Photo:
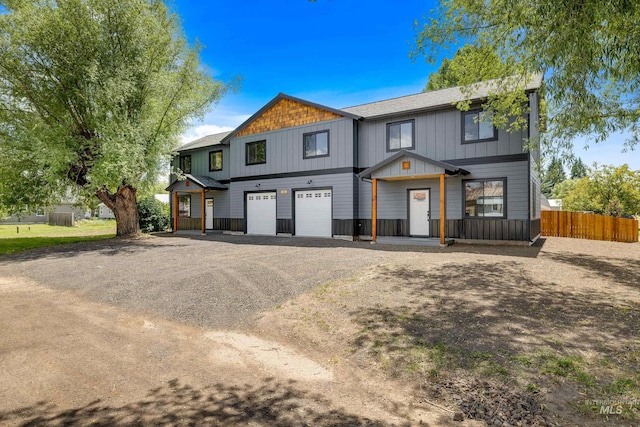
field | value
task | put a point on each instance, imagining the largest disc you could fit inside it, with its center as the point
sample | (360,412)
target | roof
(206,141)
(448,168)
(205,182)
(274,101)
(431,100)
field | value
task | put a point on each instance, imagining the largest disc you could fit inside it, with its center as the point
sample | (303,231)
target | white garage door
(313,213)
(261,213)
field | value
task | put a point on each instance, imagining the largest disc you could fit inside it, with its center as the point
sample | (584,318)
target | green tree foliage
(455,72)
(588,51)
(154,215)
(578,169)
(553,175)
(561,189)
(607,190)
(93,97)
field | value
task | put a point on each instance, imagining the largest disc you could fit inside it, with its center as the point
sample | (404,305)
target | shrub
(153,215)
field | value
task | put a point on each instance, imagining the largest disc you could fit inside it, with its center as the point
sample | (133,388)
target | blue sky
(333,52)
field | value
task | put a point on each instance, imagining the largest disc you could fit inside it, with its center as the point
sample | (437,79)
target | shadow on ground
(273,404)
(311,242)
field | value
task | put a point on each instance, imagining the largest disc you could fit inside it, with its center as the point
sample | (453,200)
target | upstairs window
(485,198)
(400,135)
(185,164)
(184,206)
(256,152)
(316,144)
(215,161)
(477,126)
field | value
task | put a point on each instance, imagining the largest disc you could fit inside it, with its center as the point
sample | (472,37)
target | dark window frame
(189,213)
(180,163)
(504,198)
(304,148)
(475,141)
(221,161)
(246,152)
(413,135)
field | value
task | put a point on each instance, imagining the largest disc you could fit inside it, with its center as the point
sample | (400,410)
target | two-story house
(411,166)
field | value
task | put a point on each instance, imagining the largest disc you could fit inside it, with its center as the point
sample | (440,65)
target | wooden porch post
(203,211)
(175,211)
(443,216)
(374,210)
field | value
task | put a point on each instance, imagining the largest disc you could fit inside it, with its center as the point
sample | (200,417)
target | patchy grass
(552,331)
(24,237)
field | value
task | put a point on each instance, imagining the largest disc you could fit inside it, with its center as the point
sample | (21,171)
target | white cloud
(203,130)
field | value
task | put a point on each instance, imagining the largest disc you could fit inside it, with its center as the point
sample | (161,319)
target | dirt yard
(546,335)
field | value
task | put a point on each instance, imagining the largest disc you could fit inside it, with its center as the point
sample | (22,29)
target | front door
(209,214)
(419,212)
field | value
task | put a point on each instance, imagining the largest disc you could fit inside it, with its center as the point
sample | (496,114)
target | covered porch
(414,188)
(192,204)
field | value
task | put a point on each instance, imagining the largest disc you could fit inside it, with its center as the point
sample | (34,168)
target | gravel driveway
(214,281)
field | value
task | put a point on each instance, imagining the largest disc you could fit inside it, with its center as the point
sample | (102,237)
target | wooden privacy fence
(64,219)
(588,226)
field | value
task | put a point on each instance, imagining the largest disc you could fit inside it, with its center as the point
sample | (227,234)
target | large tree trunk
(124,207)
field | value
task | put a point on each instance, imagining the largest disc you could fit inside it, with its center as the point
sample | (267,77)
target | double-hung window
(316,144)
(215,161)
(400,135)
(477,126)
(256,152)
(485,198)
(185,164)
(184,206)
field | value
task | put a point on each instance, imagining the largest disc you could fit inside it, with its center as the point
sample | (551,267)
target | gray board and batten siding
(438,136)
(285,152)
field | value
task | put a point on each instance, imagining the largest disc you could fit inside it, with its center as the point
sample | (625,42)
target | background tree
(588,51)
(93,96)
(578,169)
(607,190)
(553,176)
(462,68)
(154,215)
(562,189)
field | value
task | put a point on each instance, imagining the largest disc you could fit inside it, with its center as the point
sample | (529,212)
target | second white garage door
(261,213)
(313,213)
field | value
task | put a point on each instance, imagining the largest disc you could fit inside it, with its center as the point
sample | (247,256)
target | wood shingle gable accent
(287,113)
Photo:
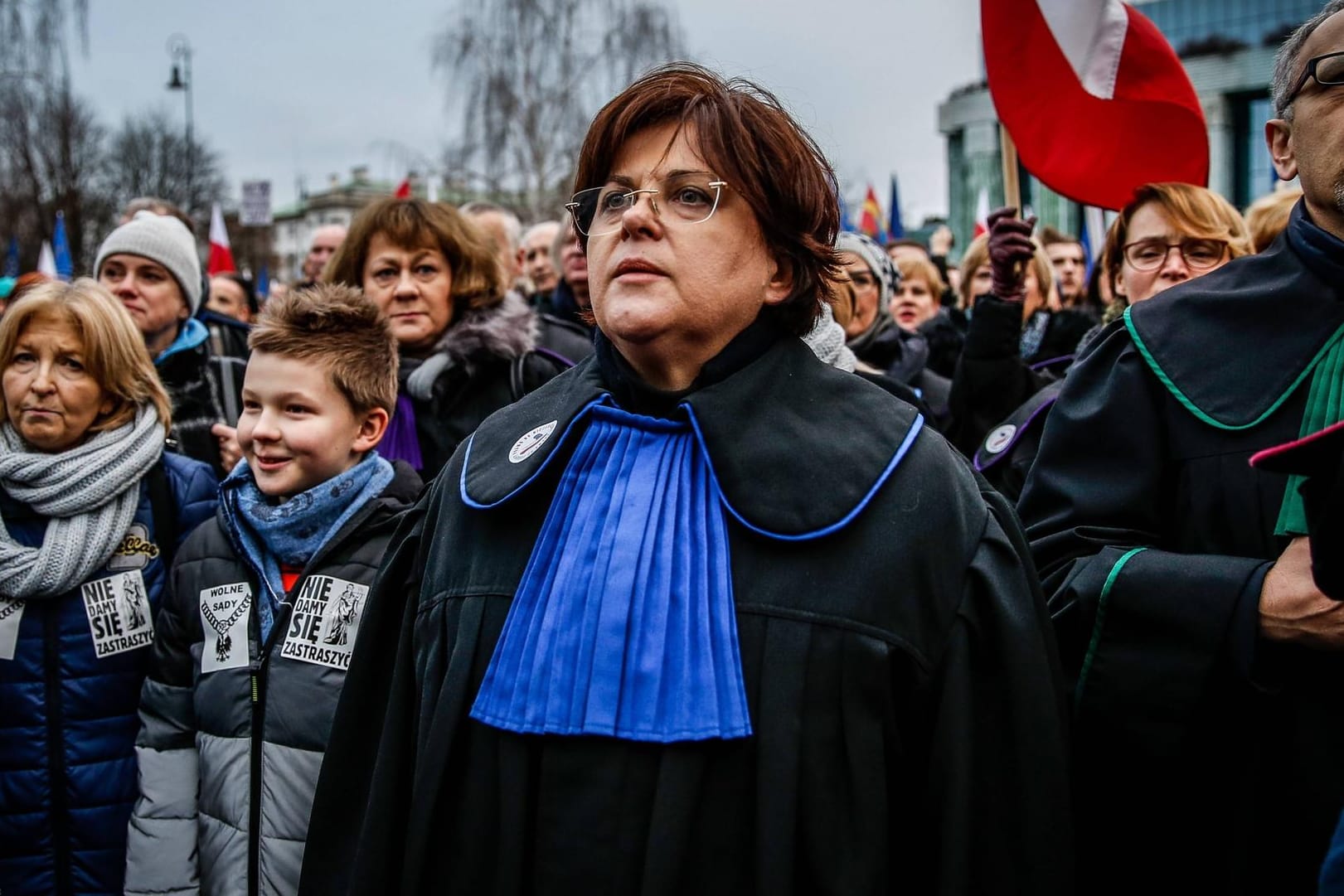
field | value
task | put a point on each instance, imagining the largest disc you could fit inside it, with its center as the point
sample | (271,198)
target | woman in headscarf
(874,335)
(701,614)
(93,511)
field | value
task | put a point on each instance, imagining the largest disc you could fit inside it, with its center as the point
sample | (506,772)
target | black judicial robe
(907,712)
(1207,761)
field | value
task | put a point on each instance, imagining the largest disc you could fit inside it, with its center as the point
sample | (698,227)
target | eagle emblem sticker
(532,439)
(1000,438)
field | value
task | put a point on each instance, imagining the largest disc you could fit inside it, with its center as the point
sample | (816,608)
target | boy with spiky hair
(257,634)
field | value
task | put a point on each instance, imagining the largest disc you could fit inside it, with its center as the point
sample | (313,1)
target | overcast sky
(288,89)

• Directions: Quote all the lines above exactly as given. Do not include the pictures.

• Exercise answer:
Photo:
field | value
task | put a point on each instance, imagining the largest disc you could fit inside it, with its center as the point
sample | (360,412)
target | roof
(206,141)
(448,168)
(205,182)
(274,101)
(431,100)
field | value
task | put a point on each instance, imagining the largest disc you could fit inside it, with its center as the point
sample | (303,231)
target | white garage door
(313,213)
(261,213)
field | value
task | put a point on each instance, imagining the largest disc you could fit inside it, with its center as the point
sample | (584,318)
target | green tree foliage
(455,72)
(588,51)
(154,215)
(578,169)
(553,175)
(561,189)
(607,190)
(93,97)
field | value
task | put a point on each instance, imagining the largest disc you could fit inside it, with its center as the point
sample | (404,305)
target | shrub
(153,215)
field | value
task | put a point on each instance, imagining the largest disc you could fit inside it, with its center as the point
sample | (133,388)
target | blue sky
(333,52)
field | value
task | put a point on each instance, imagining the largest disc you could fit inside it, with its center as the point
sample | (437,79)
target | shadow on ground
(273,404)
(311,242)
field | value
task | put a point on each instance, imagining the largest disc you could fit inside it, with its center as the point
sample | (453,200)
target | upstairs window
(485,198)
(400,135)
(185,164)
(184,206)
(256,152)
(316,144)
(215,161)
(477,126)
field | value
task | put a point on each instance, imagining the largest disc you could fit inside it, with its center as the point
sample | (472,37)
target | dark window frame
(189,213)
(180,163)
(504,198)
(304,148)
(475,141)
(221,161)
(246,152)
(413,135)
field | value
task | put a point on each instance, imagining the largest disc you could fit inside it, with its center as the point
sample | (400,410)
target | two-story house
(411,166)
field | value
task | put a point on each instance, imagining the largest disc you could fit inside it, with its center as the point
sample | (440,65)
target | wooden porch post
(203,211)
(175,211)
(443,216)
(374,210)
field | value
task | put a point on each instance, imagining the largest disc you could fit inside it, with its center as the point
sample | (200,417)
target | patchy grass
(552,331)
(24,237)
field | value
task | put a point on each instance, imagining the largest disc you could fit inside it, with its center as the point
sample | (21,171)
target | white cloud
(203,130)
field | value
task | put a point on each instance, imagining the largest disc you could fit inside it, with its center as the point
sample | (161,319)
target | dirt yard
(546,335)
field | value
task | put a point on each instance, imagining the largest disc you could fit inside it, with its center as the point
sample | (22,29)
target | front door
(209,214)
(419,212)
field | value
task | put a point on each instance, imagining the largest disc you could fit inside it, with its center as the point
sample | (496,114)
target | covered porch
(414,188)
(192,204)
field | value
task | put a point on each instance, imagining the largest disc you could fit inside it, with its center as the point
sample | (34,168)
target | gravel driveway
(214,281)
field | value
task | put a point on each instance, imagining the largest disc you could fit inside it, with its center as the point
sample | (102,237)
target | wooden privacy fence
(64,219)
(588,226)
field | value
task | put a point on each instance, imagining the largest disc you could fit inside it, with its center as the point
sample | (227,234)
target | large tree trunk
(124,207)
field | value
task | put a point on each instance, imagining the largest disc you could fit inside it, with its center as the point
sample | (267,77)
target | double-hung window
(316,144)
(215,161)
(400,135)
(477,126)
(256,152)
(485,198)
(185,164)
(184,206)
field | value
task | put a point on each instance, imagining the largest disc you could fit inside it, with its center as the point
sample | (551,267)
target | gray board and batten siding
(438,136)
(285,152)
field | value
task | put a point on each instance, imagining the largest disc you could fit inside it, with its center as the point
sample | (625,42)
target | background tree
(588,51)
(93,96)
(578,169)
(607,190)
(553,176)
(462,68)
(154,215)
(562,189)
field | value
task | put a point on each instance, imagining the largest disc you could fit inside it, with its center as the point
sample | (529,212)
target | second white garage door
(261,213)
(313,213)
field | value
task | put a point on each instance, imagining the largest disc you could fit inside it, with its center as the point
sample | (247,256)
target | wood shingle gable accent
(287,113)
Photo:
field | value
task | put a point on each instance, imagining the largest disc you could fit inside it, with its center as the point
sample | (271,198)
target | woman in headscarf
(874,335)
(701,614)
(93,511)
field | value
task | put a point on each instance, imagining the largest disc you could fit inside it, with its center as the point
sample | (506,772)
target | black judicial robe
(907,712)
(1207,761)
field | value
task | put a point on each instance, imagining the largest disc you could fit inside it, with its center as the point
sample | (698,227)
target | eagle emblem sticker
(532,439)
(1000,438)
field | value
task | put a point on each instance, imagining the largest disc you could fit inside it, with its center as the point
sample | (816,608)
target | boy with spiky hair
(257,634)
field | value
task | put a point on each instance, imagining the largest disc you could fit inside it, with its center as the point
sample | (313,1)
target | overcast sky
(288,89)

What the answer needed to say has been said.